### Task instructions:
Count how many lines of the material below contain the string "point", treating uppercase and lowercase letters as distinct. Reply with the number alone.

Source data
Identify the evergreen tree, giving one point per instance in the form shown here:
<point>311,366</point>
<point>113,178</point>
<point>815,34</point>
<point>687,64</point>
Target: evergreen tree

### Reply:
5